Phrase grounding data

= = = =

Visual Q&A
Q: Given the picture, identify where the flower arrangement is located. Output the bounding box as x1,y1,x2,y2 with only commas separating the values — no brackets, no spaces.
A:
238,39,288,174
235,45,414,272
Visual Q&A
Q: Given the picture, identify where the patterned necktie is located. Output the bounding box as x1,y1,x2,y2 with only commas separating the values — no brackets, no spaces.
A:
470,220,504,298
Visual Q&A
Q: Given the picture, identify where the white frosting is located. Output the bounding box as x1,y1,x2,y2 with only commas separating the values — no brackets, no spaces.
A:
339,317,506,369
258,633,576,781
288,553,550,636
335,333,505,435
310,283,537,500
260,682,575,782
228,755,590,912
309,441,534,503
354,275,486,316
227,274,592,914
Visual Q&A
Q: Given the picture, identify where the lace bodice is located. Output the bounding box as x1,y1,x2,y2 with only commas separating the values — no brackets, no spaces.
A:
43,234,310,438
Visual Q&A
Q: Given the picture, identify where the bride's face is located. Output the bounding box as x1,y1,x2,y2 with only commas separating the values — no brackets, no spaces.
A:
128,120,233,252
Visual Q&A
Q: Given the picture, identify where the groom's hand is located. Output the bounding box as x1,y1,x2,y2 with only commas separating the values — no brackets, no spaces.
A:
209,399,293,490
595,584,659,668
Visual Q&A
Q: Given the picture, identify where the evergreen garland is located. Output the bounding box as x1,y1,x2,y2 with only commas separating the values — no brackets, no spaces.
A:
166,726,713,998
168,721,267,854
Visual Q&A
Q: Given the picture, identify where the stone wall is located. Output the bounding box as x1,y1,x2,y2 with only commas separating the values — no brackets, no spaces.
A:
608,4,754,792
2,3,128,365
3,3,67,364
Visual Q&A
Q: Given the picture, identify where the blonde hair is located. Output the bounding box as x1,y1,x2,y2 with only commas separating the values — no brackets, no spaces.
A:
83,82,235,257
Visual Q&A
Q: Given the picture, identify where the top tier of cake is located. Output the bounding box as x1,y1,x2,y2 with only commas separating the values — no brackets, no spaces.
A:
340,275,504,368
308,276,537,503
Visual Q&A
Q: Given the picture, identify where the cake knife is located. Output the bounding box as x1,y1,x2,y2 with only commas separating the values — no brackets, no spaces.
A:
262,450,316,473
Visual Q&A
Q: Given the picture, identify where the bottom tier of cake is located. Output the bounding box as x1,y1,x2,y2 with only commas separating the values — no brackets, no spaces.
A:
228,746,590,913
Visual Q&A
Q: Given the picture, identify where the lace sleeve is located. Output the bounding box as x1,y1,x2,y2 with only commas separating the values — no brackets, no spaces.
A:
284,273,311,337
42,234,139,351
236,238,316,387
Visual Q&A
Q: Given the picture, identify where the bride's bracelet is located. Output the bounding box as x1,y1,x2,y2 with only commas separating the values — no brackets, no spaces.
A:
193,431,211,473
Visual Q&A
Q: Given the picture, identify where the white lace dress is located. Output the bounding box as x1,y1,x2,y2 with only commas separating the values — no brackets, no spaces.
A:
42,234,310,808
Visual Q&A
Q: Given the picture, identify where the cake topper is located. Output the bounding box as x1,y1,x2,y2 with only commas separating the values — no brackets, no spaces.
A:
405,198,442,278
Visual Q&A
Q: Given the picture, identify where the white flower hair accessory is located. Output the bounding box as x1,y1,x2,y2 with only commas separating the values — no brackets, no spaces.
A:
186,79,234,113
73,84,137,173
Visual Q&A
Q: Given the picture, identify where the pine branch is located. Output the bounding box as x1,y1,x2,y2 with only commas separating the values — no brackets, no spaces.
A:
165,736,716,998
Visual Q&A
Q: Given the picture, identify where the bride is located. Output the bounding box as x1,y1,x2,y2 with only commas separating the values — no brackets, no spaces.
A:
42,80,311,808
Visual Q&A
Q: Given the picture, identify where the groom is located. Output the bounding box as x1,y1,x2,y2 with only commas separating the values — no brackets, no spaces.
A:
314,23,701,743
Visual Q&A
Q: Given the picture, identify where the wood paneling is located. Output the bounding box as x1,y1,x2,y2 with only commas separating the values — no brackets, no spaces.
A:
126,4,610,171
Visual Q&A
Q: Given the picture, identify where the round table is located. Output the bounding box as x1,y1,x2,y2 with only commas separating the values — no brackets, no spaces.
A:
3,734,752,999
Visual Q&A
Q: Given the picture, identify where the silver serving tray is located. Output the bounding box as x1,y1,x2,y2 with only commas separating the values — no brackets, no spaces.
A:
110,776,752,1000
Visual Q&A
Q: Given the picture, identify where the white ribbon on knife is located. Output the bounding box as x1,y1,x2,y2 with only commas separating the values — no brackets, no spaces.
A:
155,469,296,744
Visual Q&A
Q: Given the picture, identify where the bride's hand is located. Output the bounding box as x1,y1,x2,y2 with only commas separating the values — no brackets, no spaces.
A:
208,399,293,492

= = = =

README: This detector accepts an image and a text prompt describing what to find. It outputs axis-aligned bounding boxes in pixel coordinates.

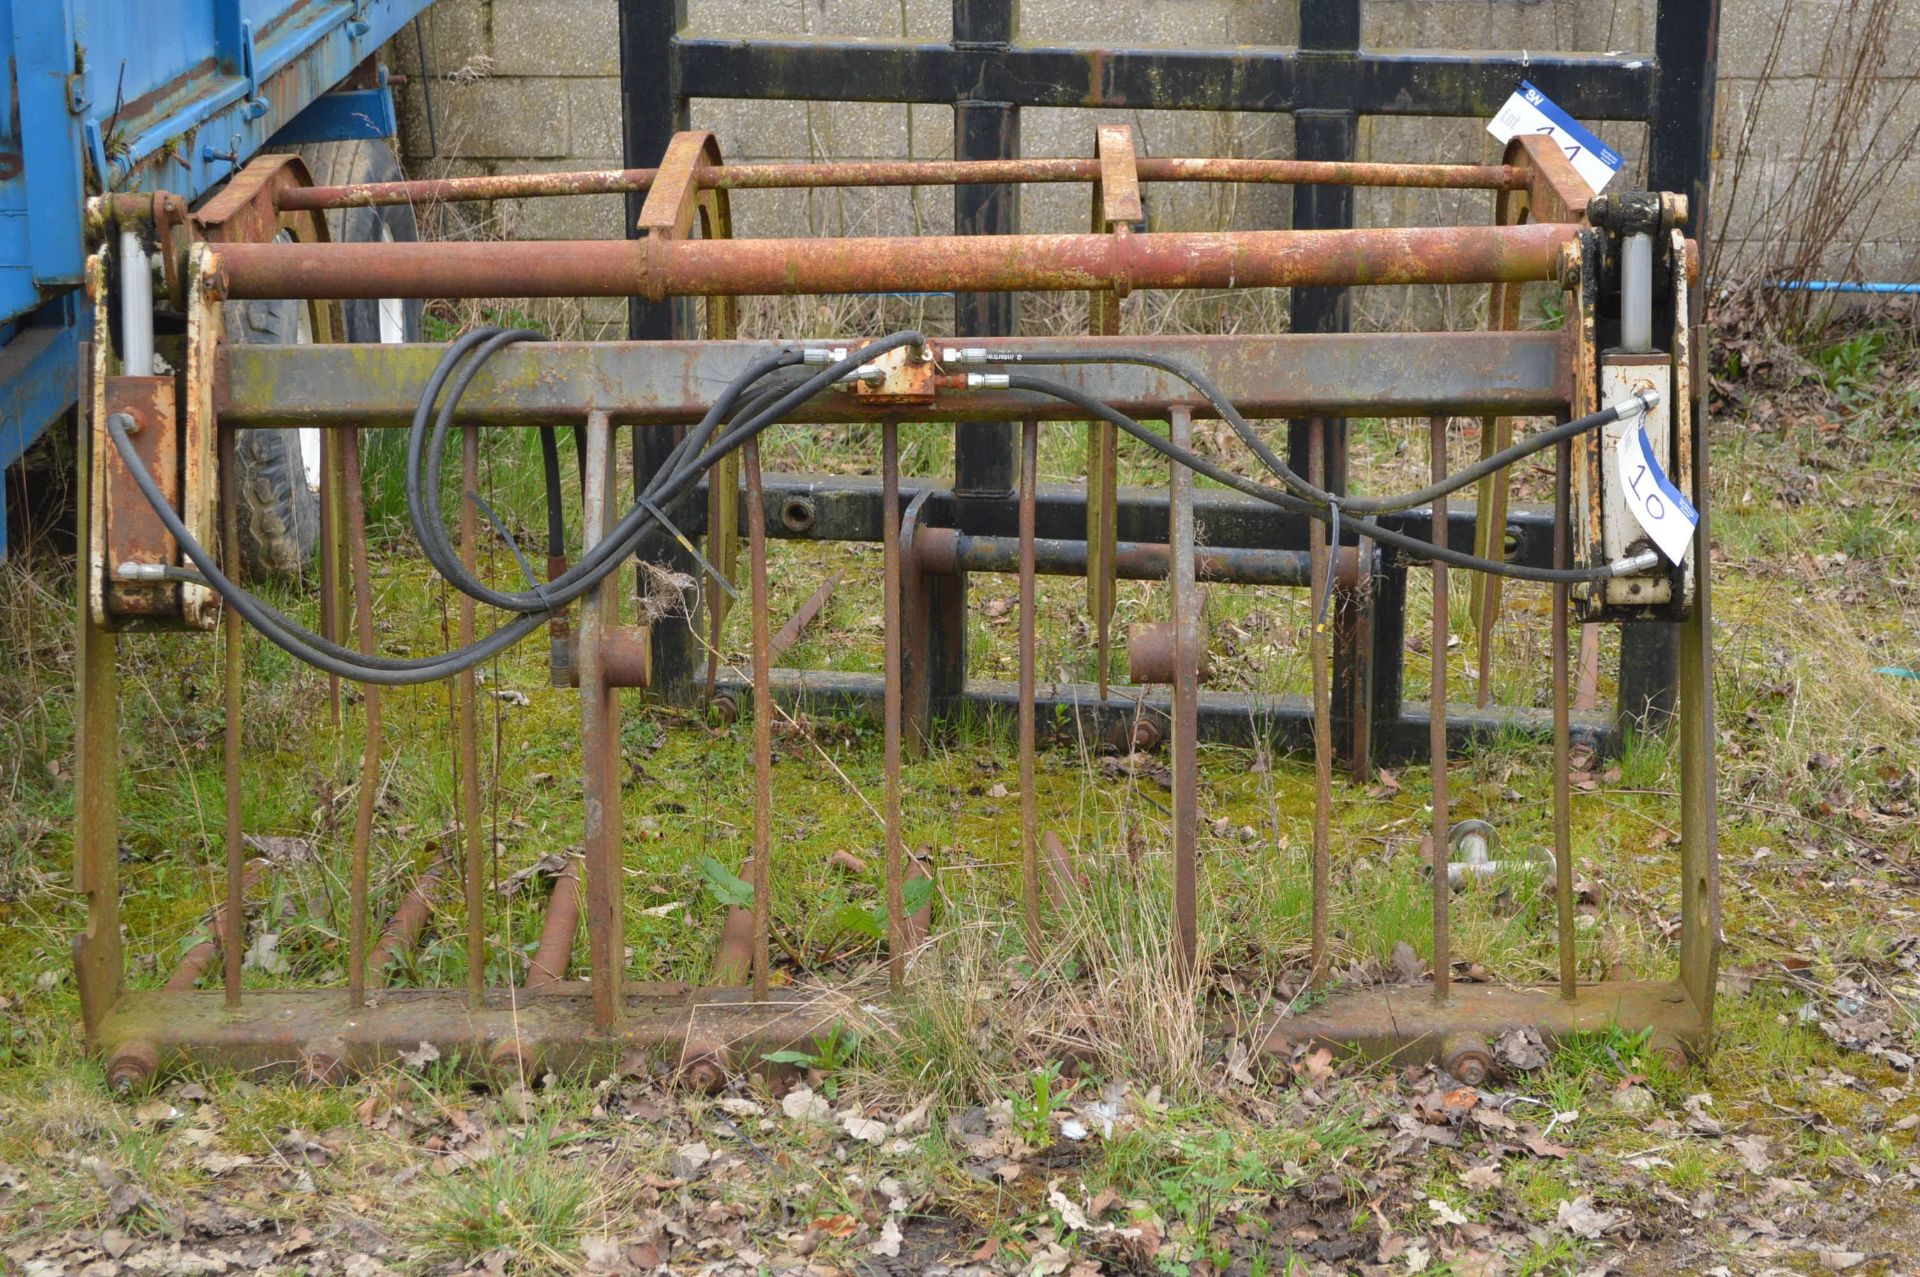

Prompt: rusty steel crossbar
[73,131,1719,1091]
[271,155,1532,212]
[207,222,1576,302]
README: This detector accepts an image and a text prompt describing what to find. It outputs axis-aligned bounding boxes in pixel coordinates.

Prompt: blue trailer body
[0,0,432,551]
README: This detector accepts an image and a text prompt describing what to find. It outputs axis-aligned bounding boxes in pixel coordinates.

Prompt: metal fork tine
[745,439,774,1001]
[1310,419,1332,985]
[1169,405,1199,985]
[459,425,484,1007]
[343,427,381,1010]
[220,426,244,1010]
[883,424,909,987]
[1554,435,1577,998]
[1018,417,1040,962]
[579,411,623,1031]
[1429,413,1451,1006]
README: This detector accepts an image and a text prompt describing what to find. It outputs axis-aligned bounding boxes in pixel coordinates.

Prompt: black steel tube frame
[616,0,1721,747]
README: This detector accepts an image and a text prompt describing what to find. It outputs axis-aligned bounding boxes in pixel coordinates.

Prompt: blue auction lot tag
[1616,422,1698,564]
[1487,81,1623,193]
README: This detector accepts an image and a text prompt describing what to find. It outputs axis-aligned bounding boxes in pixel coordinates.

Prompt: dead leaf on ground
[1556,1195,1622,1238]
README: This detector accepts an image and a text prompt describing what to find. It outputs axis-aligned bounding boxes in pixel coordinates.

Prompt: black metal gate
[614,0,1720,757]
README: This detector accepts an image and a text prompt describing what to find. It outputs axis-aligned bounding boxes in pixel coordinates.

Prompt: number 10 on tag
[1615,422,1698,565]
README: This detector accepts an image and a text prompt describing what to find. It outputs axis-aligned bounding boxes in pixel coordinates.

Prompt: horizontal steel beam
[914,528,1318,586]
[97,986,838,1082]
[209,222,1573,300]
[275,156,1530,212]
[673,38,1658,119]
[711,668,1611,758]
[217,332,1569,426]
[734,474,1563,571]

= = = =

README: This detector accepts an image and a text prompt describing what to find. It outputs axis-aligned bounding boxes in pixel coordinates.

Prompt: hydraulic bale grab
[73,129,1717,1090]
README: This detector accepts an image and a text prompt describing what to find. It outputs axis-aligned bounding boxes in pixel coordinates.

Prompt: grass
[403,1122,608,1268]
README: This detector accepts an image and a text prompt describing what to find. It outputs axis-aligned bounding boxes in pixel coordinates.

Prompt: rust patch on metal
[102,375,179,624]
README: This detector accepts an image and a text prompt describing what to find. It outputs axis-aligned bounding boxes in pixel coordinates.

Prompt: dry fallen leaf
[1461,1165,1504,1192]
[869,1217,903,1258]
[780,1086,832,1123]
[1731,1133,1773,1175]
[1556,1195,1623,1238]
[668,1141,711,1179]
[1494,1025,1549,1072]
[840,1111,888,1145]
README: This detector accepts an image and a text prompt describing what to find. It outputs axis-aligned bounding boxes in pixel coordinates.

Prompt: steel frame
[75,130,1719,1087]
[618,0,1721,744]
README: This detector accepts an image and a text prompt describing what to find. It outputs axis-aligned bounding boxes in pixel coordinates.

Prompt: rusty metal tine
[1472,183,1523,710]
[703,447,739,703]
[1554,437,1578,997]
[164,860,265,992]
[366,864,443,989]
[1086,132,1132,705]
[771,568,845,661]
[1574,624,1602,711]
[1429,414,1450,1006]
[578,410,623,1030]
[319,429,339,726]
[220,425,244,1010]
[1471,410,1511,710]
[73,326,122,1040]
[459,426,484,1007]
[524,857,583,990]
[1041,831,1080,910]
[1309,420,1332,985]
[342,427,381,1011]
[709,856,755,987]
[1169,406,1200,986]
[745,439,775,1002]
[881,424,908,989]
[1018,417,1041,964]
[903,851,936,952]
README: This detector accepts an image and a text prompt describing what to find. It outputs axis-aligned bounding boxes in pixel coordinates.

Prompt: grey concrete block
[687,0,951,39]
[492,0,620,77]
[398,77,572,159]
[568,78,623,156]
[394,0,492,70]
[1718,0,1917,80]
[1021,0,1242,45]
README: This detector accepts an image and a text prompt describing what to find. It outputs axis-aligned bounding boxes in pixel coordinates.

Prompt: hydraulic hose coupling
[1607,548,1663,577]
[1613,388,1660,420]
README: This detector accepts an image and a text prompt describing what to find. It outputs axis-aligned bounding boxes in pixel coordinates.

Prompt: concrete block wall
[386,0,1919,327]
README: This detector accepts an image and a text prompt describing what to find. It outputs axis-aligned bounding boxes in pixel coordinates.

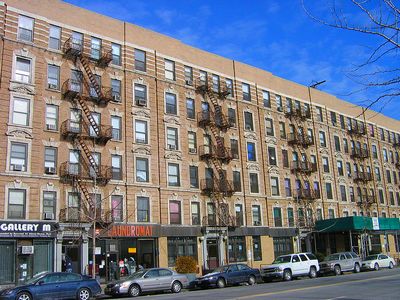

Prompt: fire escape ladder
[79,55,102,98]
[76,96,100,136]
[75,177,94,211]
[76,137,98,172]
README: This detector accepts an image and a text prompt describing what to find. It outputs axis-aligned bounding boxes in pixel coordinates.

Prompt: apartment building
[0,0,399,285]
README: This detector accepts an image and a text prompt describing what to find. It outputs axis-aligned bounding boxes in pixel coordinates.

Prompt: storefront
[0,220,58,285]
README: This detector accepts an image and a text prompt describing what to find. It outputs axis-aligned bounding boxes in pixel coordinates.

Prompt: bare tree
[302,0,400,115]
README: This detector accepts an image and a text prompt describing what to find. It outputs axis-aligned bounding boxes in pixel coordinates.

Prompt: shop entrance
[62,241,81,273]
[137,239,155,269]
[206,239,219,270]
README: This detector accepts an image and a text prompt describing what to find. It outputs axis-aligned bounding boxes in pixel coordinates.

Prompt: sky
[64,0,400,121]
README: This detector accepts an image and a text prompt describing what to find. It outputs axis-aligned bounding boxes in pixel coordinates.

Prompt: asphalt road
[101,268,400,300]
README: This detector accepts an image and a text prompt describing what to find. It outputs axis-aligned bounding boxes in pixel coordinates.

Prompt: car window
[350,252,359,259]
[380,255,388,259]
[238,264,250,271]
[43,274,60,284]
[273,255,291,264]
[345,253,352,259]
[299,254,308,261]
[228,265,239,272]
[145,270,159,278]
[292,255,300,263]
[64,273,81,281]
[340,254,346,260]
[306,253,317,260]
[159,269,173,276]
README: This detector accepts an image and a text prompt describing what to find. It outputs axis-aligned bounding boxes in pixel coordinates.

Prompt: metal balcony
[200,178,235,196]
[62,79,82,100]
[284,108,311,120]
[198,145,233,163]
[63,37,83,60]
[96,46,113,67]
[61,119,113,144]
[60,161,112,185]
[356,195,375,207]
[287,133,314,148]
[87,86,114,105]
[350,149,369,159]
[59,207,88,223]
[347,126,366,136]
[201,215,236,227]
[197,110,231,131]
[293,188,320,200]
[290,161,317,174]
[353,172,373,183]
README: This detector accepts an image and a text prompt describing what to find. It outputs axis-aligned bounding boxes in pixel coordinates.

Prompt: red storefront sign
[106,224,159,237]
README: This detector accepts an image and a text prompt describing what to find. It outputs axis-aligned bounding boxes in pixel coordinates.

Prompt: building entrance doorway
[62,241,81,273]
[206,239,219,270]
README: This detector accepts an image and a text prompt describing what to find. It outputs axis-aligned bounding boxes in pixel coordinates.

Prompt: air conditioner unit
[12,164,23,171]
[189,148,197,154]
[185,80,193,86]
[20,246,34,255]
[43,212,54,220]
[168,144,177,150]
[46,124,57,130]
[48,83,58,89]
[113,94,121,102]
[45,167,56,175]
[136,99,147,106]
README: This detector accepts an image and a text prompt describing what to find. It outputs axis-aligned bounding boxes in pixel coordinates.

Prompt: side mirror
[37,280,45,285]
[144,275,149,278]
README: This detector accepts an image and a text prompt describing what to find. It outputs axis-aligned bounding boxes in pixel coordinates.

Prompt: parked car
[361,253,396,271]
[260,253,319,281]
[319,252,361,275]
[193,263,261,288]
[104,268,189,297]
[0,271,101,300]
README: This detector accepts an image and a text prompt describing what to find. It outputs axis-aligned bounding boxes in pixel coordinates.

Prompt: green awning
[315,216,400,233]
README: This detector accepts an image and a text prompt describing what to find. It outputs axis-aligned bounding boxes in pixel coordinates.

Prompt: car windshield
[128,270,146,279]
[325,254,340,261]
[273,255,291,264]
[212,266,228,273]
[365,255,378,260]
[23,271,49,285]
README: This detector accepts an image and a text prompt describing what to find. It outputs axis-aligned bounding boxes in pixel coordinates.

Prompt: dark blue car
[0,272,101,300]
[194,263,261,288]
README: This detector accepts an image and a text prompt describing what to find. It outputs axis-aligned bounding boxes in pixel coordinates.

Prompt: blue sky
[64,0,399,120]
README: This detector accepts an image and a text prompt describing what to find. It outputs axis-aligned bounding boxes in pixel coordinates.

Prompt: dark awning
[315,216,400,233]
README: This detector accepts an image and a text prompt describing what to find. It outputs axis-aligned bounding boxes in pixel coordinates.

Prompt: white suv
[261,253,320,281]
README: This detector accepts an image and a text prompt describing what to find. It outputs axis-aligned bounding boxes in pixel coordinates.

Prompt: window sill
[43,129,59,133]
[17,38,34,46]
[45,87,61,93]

= = = =

## What needs to be done:
The answer must consist of every line above that holds the string "knife", copied exactly.

## Exercise result:
Q: Given the picture, identify where the cake knife is located. Output the bounding box as x1,y1,x2,y2 with only commas separating the values — no brackets, no spaces.
Q: Given the picture, identify where the white ribbon on knife is located. Output the bounding box as x1,y1,x2,y2 with only commas separating the values — no brackets, no spaces.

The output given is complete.